====== Source text

The term McTimoney is derived from its creator John McTimoney who first started using the treatment in the 1950s. Since then it has been well recognised as an effective treatment for animals – mainly due to its gentle approach and positive response. The treatment is readily accepted by most animals.
It is a holistic, non-invasive treatment which aims to re-align and balance the animal’s musculoskeletal system – restoring health, movement, soundness and performance.
70% of all sports horses in the UK will sustain at least one musco-skeletal disorder in any one season.
Reasons why McTimoney may be necessary
There are many reasons why horses may benefit from McTimoney treatment. Regular check ups are important as preventative treatment is very effective in optimising performance. As well as a routine ‘MOT’ other issues may arise which can effect the horses way of going and if not tackled potentially can effect the well being of the horse. Poorly balanced feet or neglected teeth are both high risk factors in the development of musculoskeletal problems in the horse. Sore backs and foot imbalances can be intrinsically linked, which came first doesn’t necessarily matter what is important is that the two problems are treated individually to assist a full recovery. Ill-fitting tack such as saddles that are too low, too tight, too long, which can all cause pressure points, are also a common cause of muscle bruising and spasms in the horse. An asymmetric rider can also cause similar pressure points, so it is wise for you as the rider to also have regular check-ups with a suitably qualified professional.
Common signs which may indicate your horse would benefit from assessment
Common signs include:
- Drop in performance
- Unlevelness or lameness
- Dragging of hind feet or irregular action
- Uneven wear of shoes
- Behaviour changes – this could range from a reluctance to go forward, stiffness on one rein compared to another, disunited canter, poor canter transitions
- Stiffness on one rein compared to another, disunited canter, poor canter transitions
- Uneven or asymmetrical muscle development
The list could go on.
What can be expected on the initial assessment?
Before the treatment it is important your vet has given permission for me to assess and potentially treat the horse.

============
====== Exercise data

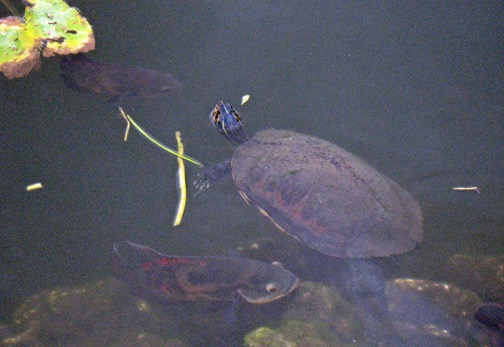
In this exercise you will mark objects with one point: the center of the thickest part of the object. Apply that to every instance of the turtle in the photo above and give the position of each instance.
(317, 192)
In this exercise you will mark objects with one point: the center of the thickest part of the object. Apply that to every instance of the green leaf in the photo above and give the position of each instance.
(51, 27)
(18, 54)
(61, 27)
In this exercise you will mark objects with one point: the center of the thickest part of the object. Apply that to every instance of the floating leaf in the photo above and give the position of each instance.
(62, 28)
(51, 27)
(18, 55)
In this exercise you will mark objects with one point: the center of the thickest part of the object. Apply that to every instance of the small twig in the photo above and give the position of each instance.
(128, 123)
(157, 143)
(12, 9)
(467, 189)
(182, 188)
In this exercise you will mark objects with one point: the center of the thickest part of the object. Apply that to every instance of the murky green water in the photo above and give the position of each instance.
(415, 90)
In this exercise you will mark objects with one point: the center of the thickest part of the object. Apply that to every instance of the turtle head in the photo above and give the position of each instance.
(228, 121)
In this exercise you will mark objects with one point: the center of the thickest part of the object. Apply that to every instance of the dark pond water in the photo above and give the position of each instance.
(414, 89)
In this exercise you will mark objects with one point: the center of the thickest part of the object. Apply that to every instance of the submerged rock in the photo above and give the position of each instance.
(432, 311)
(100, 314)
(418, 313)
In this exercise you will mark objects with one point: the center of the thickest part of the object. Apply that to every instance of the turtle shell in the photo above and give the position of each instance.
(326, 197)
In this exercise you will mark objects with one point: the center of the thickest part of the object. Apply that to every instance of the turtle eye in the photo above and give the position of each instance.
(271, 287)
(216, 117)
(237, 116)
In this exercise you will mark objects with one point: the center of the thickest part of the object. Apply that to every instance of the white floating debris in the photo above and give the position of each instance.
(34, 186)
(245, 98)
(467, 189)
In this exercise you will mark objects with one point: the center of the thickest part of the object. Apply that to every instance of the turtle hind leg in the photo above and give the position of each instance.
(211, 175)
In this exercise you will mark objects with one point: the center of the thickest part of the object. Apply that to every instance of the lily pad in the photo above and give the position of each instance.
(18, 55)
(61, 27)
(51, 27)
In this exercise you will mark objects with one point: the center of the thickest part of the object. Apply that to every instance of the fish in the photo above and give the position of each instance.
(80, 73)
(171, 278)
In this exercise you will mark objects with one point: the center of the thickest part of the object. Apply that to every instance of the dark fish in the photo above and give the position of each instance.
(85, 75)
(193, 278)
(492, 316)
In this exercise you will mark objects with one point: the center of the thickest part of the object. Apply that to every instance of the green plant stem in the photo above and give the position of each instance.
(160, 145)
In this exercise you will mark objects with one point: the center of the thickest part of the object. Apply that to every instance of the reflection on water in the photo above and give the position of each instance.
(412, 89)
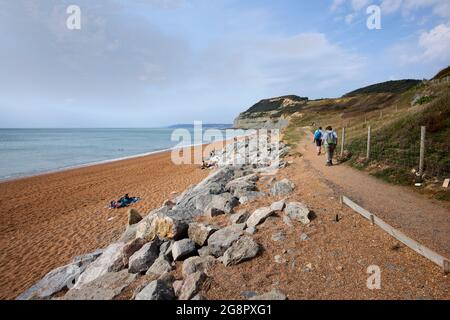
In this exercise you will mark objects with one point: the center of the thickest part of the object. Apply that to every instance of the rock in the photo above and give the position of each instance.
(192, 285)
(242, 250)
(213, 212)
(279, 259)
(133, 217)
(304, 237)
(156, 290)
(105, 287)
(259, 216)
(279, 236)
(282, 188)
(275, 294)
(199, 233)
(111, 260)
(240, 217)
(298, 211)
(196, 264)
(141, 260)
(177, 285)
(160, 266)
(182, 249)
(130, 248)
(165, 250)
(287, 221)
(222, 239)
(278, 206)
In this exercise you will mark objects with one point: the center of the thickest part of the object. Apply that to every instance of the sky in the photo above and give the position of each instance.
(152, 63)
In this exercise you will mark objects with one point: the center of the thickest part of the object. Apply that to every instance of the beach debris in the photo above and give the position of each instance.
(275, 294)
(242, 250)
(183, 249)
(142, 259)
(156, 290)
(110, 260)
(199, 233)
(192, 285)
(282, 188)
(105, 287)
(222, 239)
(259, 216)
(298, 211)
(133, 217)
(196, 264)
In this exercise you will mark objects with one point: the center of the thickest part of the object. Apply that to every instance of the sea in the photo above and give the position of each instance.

============

• **Problem A**: In the text on McTimoney treatment, rewrite the stretch from "The term McTimoney" through "soundness and performance.", substituting "whole-body" for "holistic".
• **Problem B**: Carry on the text about McTimoney treatment for animals from the point where it stops.

• **Exercise result A**:
The term McTimoney is derived from its creator John McTimoney who first started using the treatment in the 1950s. Since then it has been well recognised as an effective treatment for animals – mainly due to its gentle approach and positive response. The treatment is readily accepted by most animals.
It is a whole-body, non-invasive treatment which aims to re-align and balance the animal’s musculoskeletal system – restoring health, movement, soundness and performance.

• **Exercise result B**:
The initial assessment can take about an hour as a full detailed case history will be taken. This aims to gain information on the health and function of the horse. Information on any previous or current veterinary treatment, as well as farriery and dental history is important to give an overview of the health and well being of the horse.
I will also be keen to identify how the horse is performing, whether this may be as a high level competition horse or as a pleasure hack once a month.Any change in behaviour or altered way of going can be an indicator that there may be issues that need addressing before they develop into larger problems.
I will then observe the horse move on a flat level surface in order to identify any lameness or gait disturbance.
To assess the horse, the ideal conditions would be in a dry area with a level floor and good lighting. The musculoskeletal system will then be assessed and any relevant treatment undertaken. This is done by very precise and rapid adjustments which aim to restore full range of joint motion and relieve muscle spasm.
Following the treatment an appropriate plan to enable the horse to return to optimal function will be discussed. This may involve further treatment as it is not always possible to rectify all issues on the first session. A rehabilitation plan may also be necessary to rebuild muscles that may have atrophied due to previous problems.
You will need to gain consent from your vet before your horse or dog can be treated. This is because the treatment of animals is regulated under the Veterinary Act 1966. The Veterinary Surgery (Exemptions) Order 1962 authorises manipulative therapies such as those used by McTimoney animal practitioners providing they practice with the prior consent of the animal’s veterinary surgeon.